==== Data under study
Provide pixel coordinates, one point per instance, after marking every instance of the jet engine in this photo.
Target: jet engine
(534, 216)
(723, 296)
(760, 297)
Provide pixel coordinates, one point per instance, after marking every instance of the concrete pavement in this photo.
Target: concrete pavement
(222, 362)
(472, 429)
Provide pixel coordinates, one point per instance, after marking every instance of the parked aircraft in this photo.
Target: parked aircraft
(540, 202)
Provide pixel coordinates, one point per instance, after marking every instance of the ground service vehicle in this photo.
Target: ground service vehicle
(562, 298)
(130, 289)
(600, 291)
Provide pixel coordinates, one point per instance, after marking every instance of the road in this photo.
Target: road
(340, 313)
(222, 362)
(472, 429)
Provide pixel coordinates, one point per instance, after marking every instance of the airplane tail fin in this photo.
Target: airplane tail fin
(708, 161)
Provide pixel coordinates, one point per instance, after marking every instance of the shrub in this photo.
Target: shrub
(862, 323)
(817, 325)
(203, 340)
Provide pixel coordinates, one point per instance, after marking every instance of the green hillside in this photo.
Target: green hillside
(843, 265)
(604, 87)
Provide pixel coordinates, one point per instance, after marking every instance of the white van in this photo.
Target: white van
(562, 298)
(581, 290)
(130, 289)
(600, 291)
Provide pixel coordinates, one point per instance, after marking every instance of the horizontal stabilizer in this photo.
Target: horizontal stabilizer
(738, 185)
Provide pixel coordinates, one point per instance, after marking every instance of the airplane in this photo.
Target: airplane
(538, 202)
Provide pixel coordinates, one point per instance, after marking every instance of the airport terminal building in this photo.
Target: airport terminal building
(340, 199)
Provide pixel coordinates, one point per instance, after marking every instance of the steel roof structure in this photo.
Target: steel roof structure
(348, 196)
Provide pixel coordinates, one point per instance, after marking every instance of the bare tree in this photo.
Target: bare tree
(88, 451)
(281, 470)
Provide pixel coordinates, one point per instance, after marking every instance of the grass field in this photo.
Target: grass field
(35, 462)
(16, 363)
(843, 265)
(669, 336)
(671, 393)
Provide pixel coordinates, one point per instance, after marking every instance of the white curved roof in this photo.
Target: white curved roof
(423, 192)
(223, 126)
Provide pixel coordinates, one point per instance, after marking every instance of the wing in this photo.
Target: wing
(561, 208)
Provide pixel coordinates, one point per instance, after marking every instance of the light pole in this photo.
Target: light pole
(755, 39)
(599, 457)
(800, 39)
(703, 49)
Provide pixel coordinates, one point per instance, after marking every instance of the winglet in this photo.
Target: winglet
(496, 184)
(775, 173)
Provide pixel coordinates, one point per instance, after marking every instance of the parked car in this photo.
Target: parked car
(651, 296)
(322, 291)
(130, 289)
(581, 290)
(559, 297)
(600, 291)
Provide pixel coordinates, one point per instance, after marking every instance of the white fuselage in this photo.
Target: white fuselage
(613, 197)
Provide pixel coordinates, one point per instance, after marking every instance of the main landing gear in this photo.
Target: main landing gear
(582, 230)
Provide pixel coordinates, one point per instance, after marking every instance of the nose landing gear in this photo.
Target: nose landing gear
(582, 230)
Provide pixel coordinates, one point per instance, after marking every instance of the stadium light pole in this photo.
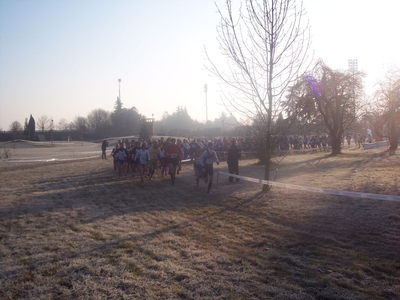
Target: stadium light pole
(119, 88)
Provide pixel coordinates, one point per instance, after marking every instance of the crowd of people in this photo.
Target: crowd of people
(145, 158)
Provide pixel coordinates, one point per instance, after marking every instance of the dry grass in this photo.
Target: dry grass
========
§ **Work order**:
Leave the pictures out and reproduce every record above exactly.

§ **Written solution**:
Provide pixel coordinates, one point per instance, after marking every instance of the jet engine in this photo.
Target: jet engine
(534, 216)
(723, 296)
(760, 297)
Provide pixel coordinates, one point per instance, after marking every instance of the concrete pavement in this photo.
Target: concrete pavement
(222, 362)
(472, 429)
Provide pixel coordinates, one point per instance, after marking every instance of the parked aircraft in this photo.
Target: parked aircraft
(540, 202)
Provide pixel coordinates, one point per instance, after marking every instance of the ground service vehicle in this photo.
Target: ground service vehicle
(562, 298)
(130, 289)
(600, 291)
Provide pixel coordinates, one point per instance, after marking every instance of the road in this photo.
Target: road
(340, 313)
(222, 362)
(472, 429)
Provide pixel coordinates, one point per instance, after marking every instance of the airplane tail fin in this photo.
Target: airplane tail fin
(708, 161)
Provide pixel coordinates, one point per instance, after marking every instance of the shrub in this photo.
Target: shrub
(862, 323)
(817, 325)
(203, 340)
Provide pixel coordinates, one point per instance, after marking every instance of the green hillside in this photo.
Target: green hillside
(843, 265)
(604, 87)
Provide pixel coordinates, one point per instance, after marking every instance of the white van in this photo.
Target: white van
(562, 298)
(581, 290)
(130, 289)
(600, 291)
Provide pixel coordinates, one point per instance, after marking every instance of the horizontal stabilizer in this photo.
Target: horizontal stabilizer
(738, 185)
Provide pixel coordinates, one point per instance, after marking every instance of the airplane in this photo.
Target: airplane
(538, 202)
Provide pixel coordinates, one point per instance, after marking every instance of the airport terminal building in this photo.
Target: airport terminal building
(340, 199)
Provide pixel coordinates, one point per instance, after marking every instance of the steel roof structure in this photo.
Target: steel roof structure
(348, 196)
Provide pixel coordinates, one point per instance, after marking every instance of the bare tree in this photo.
Target: bare tree
(88, 451)
(281, 470)
Provide pixel coordinates, one point per instance, after marking every instance of the grass field in this photo.
Target: grass field
(35, 462)
(16, 363)
(843, 265)
(669, 336)
(671, 393)
Provide pixel coordinates, one point per instance, after marking every instance of the white curved roof in this photo.
Target: white curved roof
(423, 192)
(223, 126)
Provide pixel coordinates, one point per instance, after marking every instance of the wing in this photo.
Target: wing
(561, 208)
Provide pixel coordinates, one point per instance, after marking every instance of the light pole in this photo.
Target: light pole
(755, 39)
(599, 457)
(800, 39)
(703, 49)
Provide pixel coordinates, one point per instance, after marking every instance of the winglet in this photo.
Target: winglet
(496, 184)
(775, 173)
Provide pixel coordinates, one point per instance, after marking every instance of the parked car in this photo.
Target: parked car
(651, 296)
(322, 291)
(130, 289)
(581, 290)
(559, 297)
(600, 291)
Provide pixel coordinates, one point per instance, after marking every instance of the white fuselage in this photo.
Target: white fuselage
(613, 197)
Provide pixel coordinates, one point per instance, after marking every instance of the main landing gear in this photo.
Target: main landing gear
(582, 230)
Provide pixel coordinates, one point per instance, after marking every instance of the nose landing gear in this photo.
Target: nose landing gear
(582, 230)
Provide pixel coordinates, one point per instance, after marking every instance of the stadium light pole in this photo.
Target: stadium light pole
(119, 88)
Provide pixel coordinates, one point per instance, after marking every instance of the crowd of people in this photo.
Target: crowd of people
(145, 158)
Provide pixel coordinates, one point per instance, after marking every instance of the dry grass in this photo.
Target: dry grass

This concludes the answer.